WHAT IS EXPECTED>
Entries follow. Return each line that contains the word "please".

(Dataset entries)
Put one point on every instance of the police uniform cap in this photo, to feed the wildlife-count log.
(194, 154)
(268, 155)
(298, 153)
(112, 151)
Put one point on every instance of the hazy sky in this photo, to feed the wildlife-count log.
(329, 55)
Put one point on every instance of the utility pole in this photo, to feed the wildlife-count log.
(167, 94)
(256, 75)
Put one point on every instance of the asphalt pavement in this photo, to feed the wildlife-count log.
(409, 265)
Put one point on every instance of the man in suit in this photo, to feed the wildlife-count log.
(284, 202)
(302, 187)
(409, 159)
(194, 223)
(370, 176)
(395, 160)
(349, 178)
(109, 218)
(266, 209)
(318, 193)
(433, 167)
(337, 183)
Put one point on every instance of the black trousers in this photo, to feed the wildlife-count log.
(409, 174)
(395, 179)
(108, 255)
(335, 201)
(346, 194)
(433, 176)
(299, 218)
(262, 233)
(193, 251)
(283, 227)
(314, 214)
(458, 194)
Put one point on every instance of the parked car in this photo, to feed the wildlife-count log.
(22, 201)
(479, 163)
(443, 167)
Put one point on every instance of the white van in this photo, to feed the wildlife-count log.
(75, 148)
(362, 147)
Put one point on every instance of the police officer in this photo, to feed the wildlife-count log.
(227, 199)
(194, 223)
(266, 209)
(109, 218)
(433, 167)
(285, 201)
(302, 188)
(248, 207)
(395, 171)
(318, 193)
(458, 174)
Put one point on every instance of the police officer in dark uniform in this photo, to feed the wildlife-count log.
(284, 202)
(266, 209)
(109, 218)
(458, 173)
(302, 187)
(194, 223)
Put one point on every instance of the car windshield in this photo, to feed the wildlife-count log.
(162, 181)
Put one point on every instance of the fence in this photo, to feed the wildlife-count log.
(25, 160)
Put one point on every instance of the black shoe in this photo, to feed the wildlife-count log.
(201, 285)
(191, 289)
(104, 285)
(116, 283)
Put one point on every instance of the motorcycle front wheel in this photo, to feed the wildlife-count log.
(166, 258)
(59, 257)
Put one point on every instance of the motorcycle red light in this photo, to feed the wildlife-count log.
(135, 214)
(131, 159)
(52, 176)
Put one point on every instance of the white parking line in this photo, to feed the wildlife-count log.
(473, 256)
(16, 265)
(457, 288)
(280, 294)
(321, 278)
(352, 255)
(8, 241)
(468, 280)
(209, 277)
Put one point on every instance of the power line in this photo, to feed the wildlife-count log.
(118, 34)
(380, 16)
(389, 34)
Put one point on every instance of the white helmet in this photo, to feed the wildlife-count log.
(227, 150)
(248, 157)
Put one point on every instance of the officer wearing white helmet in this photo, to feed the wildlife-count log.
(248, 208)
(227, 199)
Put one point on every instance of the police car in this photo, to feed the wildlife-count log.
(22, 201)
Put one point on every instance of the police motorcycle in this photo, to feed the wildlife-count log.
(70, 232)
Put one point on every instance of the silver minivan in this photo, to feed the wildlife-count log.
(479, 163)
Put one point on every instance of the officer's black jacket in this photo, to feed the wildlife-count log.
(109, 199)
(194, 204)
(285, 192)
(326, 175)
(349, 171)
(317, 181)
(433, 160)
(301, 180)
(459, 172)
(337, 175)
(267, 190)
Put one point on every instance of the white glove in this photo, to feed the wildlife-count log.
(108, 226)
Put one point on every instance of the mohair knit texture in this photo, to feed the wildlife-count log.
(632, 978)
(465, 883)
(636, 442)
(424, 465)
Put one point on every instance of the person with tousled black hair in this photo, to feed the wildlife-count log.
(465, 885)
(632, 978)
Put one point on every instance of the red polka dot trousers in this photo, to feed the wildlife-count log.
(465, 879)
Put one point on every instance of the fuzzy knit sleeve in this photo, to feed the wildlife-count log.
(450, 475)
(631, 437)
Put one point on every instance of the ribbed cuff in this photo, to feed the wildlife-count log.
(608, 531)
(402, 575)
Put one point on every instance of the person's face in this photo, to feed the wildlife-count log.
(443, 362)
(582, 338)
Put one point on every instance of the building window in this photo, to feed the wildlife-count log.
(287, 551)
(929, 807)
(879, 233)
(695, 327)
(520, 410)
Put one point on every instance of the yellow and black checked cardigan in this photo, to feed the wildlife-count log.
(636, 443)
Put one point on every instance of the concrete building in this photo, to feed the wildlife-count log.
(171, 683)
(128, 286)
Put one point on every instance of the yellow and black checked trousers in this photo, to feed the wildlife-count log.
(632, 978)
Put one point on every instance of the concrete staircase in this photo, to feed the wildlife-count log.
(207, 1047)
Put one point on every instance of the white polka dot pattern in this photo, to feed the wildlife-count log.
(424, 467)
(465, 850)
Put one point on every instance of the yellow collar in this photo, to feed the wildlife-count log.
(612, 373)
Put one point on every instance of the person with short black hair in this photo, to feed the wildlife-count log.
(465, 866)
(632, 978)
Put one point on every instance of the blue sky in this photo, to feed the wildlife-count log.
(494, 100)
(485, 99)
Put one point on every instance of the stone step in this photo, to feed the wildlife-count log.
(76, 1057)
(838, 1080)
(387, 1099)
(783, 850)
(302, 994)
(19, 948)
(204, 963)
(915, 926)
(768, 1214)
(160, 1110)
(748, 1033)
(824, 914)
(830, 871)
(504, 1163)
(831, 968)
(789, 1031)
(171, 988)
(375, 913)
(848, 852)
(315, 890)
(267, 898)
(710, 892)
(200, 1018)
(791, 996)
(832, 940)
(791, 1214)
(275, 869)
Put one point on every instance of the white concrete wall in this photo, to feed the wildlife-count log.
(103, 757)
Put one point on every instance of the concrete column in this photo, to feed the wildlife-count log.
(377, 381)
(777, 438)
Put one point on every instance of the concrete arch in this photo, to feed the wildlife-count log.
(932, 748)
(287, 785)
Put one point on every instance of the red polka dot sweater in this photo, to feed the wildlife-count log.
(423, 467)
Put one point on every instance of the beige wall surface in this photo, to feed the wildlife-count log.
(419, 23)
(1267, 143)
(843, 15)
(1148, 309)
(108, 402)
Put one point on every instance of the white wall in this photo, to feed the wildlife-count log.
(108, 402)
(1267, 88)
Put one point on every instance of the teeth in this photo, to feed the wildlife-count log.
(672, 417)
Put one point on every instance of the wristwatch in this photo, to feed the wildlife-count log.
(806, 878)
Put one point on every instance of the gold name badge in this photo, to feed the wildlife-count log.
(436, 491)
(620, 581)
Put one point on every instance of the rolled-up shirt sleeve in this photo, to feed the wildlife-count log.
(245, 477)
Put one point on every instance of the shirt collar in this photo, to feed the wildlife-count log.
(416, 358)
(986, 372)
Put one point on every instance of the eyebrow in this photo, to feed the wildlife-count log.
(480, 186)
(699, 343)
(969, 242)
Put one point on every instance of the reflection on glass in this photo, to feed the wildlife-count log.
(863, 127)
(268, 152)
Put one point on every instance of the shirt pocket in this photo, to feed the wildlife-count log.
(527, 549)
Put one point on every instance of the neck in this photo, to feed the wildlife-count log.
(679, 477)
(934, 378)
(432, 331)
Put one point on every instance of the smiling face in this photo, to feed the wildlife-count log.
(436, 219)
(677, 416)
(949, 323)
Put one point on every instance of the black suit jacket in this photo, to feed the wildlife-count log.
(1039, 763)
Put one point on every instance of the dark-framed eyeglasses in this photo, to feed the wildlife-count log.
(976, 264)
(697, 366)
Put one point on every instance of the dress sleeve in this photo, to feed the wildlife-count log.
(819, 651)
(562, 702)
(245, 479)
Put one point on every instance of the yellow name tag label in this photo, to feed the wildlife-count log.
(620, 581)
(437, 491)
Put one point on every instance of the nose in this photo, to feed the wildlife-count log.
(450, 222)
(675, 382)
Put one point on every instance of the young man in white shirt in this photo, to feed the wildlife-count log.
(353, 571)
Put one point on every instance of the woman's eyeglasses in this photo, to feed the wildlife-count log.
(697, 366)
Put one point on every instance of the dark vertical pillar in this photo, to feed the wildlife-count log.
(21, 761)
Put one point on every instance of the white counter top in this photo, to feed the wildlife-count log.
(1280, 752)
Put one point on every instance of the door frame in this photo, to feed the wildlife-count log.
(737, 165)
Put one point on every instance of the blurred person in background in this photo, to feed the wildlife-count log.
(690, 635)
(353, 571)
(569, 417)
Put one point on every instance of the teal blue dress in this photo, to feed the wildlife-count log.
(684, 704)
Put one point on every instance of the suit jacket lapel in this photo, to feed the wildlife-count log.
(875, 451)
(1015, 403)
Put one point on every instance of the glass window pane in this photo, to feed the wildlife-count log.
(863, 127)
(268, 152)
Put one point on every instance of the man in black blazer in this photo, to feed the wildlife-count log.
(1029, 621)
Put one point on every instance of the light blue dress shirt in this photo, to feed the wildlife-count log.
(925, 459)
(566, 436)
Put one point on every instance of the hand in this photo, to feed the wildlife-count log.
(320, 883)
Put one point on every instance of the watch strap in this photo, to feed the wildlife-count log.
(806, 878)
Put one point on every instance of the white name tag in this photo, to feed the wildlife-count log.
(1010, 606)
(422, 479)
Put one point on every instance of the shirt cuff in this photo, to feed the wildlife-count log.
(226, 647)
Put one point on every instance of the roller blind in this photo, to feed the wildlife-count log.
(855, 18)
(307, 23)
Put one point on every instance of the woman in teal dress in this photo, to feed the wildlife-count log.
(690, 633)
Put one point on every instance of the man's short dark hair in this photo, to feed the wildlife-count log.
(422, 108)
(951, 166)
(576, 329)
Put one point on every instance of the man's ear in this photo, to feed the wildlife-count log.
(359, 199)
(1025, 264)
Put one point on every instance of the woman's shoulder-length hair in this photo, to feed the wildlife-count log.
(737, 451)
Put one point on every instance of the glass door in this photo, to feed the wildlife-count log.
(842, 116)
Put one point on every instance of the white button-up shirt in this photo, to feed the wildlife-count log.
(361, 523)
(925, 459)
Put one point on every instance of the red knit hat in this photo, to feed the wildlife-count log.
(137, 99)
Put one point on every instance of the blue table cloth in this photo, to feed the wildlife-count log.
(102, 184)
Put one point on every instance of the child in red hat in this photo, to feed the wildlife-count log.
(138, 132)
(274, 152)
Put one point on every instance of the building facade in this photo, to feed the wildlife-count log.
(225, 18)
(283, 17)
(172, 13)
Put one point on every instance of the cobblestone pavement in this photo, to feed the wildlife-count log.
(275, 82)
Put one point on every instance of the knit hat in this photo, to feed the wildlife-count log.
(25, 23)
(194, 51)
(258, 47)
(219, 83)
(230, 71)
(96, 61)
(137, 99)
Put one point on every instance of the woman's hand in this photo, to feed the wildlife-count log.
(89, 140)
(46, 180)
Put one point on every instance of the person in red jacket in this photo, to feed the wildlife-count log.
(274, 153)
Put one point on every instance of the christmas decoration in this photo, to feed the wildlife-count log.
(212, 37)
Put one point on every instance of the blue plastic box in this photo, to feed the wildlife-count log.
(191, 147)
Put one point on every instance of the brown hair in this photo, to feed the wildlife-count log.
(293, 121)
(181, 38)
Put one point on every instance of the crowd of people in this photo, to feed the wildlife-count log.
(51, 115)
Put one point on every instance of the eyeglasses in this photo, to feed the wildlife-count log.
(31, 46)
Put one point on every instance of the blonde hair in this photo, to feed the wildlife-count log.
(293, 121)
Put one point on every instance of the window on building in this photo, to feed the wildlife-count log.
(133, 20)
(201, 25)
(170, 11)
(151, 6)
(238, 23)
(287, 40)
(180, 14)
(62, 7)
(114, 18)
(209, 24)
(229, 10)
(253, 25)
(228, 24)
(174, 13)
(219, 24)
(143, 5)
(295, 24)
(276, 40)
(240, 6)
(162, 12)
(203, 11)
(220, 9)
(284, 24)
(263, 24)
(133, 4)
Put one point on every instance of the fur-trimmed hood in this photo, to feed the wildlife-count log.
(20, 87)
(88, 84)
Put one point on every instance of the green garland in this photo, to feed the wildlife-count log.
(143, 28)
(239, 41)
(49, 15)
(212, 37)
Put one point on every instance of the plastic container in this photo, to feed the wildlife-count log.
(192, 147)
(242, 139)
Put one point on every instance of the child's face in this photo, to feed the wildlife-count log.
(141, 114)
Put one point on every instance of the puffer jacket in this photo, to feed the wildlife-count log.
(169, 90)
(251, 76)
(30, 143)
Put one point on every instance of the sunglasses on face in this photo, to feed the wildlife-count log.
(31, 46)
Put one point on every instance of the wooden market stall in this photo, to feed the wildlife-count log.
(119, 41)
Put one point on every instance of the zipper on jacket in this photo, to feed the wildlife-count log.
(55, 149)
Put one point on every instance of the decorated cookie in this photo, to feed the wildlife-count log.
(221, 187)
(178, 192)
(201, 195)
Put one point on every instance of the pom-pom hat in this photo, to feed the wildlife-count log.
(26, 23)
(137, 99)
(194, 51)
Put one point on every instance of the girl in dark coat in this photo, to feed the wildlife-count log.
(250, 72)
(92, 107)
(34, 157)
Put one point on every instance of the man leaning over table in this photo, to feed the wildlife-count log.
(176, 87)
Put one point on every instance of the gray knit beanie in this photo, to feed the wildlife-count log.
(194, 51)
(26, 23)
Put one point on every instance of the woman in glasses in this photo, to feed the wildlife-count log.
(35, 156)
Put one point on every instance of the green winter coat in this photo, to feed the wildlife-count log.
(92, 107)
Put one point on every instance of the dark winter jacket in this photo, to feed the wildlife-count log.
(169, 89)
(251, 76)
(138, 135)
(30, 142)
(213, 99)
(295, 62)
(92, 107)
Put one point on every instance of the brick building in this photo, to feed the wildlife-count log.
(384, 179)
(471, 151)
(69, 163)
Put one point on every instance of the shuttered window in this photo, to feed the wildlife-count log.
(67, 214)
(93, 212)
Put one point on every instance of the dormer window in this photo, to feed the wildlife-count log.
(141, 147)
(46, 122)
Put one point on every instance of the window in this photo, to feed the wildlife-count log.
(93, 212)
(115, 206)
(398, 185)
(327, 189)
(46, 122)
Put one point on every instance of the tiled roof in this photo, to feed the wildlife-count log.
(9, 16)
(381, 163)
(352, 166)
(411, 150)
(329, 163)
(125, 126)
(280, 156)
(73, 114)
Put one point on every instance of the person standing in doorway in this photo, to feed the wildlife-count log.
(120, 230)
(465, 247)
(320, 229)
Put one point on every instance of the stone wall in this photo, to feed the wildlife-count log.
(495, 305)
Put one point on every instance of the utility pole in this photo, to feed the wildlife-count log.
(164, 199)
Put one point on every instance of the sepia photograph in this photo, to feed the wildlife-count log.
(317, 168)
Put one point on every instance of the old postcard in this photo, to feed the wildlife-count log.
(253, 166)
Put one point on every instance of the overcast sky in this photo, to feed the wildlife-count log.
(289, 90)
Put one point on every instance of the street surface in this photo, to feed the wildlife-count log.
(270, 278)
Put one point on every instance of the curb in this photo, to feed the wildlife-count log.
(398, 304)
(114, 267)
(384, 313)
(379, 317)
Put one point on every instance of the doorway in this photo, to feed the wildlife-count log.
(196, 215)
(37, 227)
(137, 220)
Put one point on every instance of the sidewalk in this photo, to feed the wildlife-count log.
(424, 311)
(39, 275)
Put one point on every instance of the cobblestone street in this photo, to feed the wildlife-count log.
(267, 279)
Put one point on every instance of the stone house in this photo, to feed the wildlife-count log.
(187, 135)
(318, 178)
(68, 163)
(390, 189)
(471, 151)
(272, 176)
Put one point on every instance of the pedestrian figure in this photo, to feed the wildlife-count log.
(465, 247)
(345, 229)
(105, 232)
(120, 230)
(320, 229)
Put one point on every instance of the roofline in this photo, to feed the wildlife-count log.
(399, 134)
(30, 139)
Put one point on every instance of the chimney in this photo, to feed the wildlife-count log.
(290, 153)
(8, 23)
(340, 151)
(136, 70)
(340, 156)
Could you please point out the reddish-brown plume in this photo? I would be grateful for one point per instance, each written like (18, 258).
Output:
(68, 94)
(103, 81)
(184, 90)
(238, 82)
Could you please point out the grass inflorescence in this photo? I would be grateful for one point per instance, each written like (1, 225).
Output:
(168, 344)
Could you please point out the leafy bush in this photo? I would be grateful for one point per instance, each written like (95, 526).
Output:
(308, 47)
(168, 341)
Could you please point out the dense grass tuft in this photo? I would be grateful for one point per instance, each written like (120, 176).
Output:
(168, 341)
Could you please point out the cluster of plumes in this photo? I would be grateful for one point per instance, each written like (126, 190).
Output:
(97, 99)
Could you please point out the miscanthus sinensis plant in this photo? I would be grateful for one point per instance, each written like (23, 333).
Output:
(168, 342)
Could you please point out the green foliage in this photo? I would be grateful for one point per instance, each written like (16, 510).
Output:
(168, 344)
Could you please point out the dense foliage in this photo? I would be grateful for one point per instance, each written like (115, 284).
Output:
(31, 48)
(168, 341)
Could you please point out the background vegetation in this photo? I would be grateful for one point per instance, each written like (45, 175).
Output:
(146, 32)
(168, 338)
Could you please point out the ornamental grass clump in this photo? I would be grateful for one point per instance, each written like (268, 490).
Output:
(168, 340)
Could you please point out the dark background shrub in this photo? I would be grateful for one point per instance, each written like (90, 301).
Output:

WRITTEN ANSWER>
Could you please point out the reddish-brown plume in this photo? I would be grateful for one point per instance, each written like (18, 258).
Could you please point out the grass inflorescence in this photo? I would be grateful for one point per instance, each written like (1, 225).
Could you please point out the leafy bush in this photo? I would be grateful for one point per instance, each written like (95, 526).
Could you please point out the dense grass tuft in this photo? I would be grateful for one point per instance, each written like (120, 176).
Could you please point out the cluster of plumes in this photo? I would be grateful for one point per instance, each written like (126, 190).
Could you please point out the miscanthus sinensis plant in this photo? I would be grateful for one point per instance, each written like (23, 333).
Could you please point out the green foliage in this photo? I would be grateful for one point per instance, each written like (16, 510).
Could you please point out the dense foliage in this photo? I would be grateful for one point per instance, each written like (115, 284).
Could you please point out the background vegetation in this photo? I would be grateful for one point per instance, each written like (45, 175).
Could you please point out the ornamental grass clump in this photo? I would be grateful for one point per instance, each written like (268, 490).
Could you please point out the dark background shrub in this photo? I would be grateful for one point per instance, each written like (90, 301).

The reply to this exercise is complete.